Texto extraído
▬▬▬
La larga historia del control de las faldas cortas y la ropa femenina
- En el Deuteronomio 22:5: “No vestirá la mujer traje de hombre, ni el hombre vestirá ropa de mujer; porque abominación es a Jehová tu Dios cualquiera que esto hace”
Luisa Capetillo. Anette Kellerman. Micheline Bernardini. Charlotte Reid. Son algunos de los nombres de mujer que sirven como hitos en la larga historia del control legal de la ropa femenina. Desde la antigüedad clásica (el primer código legal escrito griego) hasta hoy mismo y con diferentes y variadas justificaciones (religión, política, obscenidad, escándalo, excesivo lujo) numerosas jurisdicciones han legislado y hecho cumplir códigos de vestimenta que han afectado desproporcionadamente a una mitad de la población sobre la otra.
Policías y jueces se han visto implicados en casi todos los países en el intento de decidir por la vía legal qué es aceptable y qué no en lo que respecta a lo que se puede poner una mujer en público. Encarnada en algunos nombres, esta es una breve e incompleta historia de un fenómeno que está lejos de haberse terminado: decenas de países aún hoy tienen leyes sobre la vestimenta femenina y surgen nuevas cada día.
Frugalidad por decreto
Numerosas sociedades desde la era clásica hasta bien entrado el siglo XVII se preocuparon por el exceso de lujo en la vestimenta y mobiliario de sus ciudadanos y legislaron quién podía llevar qué tipo de telas, colores o piezas de ropa y quién no según sexo, profesión y rango social.
El primer ejemplo aparece en el Código Locrio, el primer compendio escrito de leyes de la antigua Grecia que fue promulgado por el mítico Zaleuco para la ciudad de Locros Epicefiros en la magna Grecia del siglo VII AC. Entre las pocas normas que se conservan está la que prohíbe a las mujeres llevar vestidos dorados y sedas refinadas, a no ser que se trate de su traje de novia, y la que fuerza a las mujeres casadas a llevar ropas blancas e ir acompañada por una esclava en público; sólo las núbiles podían llevar ropa de diferentes colores.
Roma, en tantas cosas heredera de Grecia, también reguló en sus normas los ropajes; determinadas categorías de tejido como la seda, el número de bandas coloreadas en una túnica y sobre todo el uso de determinados colores, en especial el famoso Púrpura de Tiro, estaban reservados a senadores, caballeros u otras clases determinadas y su uso estaba prohibido para el resto.
Para que las mujeres decentes no se pudieran confundir, Roma legisló también el uso obligatorio de una toga coloreada en tonos rojos (Toga muliebris) para las prostitutas y las divorciadas por causa de adulterio. Estas y otras limitaciones estaban codificadas en las llamadas Leyes Suntuarias proclamadas durante la República cuyo cumplimiento era más bien relajado; a lo largo del Imperio fueron cayendo en desuso.
▬▬▬
Tu objetivo
Según el texto sobre el control legal de la ropa femenina, ¿de qué color tenían que ser las ropas de las mujeres casadas bajo el Código Locrio? Los ítems proceden de otra fuente distinta.

Fragmentos de datos de señalamiento:
▬▬▬
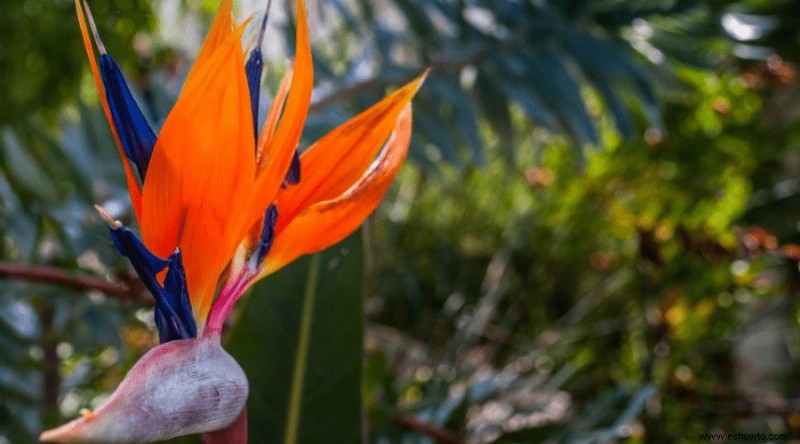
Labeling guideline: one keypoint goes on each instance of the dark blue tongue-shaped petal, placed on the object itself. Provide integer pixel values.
(173, 311)
(253, 69)
(266, 237)
(137, 139)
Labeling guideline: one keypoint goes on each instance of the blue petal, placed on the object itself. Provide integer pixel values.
(173, 311)
(253, 69)
(267, 235)
(146, 264)
(137, 139)
(293, 175)
(175, 286)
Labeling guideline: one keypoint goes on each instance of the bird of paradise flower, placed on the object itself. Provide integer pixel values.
(220, 205)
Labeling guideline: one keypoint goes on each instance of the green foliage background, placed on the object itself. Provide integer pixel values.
(595, 239)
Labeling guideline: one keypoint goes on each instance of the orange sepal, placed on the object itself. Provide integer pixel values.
(199, 181)
(130, 178)
(287, 134)
(327, 222)
(337, 160)
(268, 129)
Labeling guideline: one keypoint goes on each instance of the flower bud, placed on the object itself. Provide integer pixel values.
(178, 388)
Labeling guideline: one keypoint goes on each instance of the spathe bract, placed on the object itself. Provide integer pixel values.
(222, 202)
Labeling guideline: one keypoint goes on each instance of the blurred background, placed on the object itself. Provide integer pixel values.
(595, 238)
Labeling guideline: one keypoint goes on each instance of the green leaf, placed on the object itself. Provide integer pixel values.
(300, 342)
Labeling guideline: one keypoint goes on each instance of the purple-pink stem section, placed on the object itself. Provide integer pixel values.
(228, 296)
▬▬▬
Tarea completada
Tenían que llevar ropas blancas.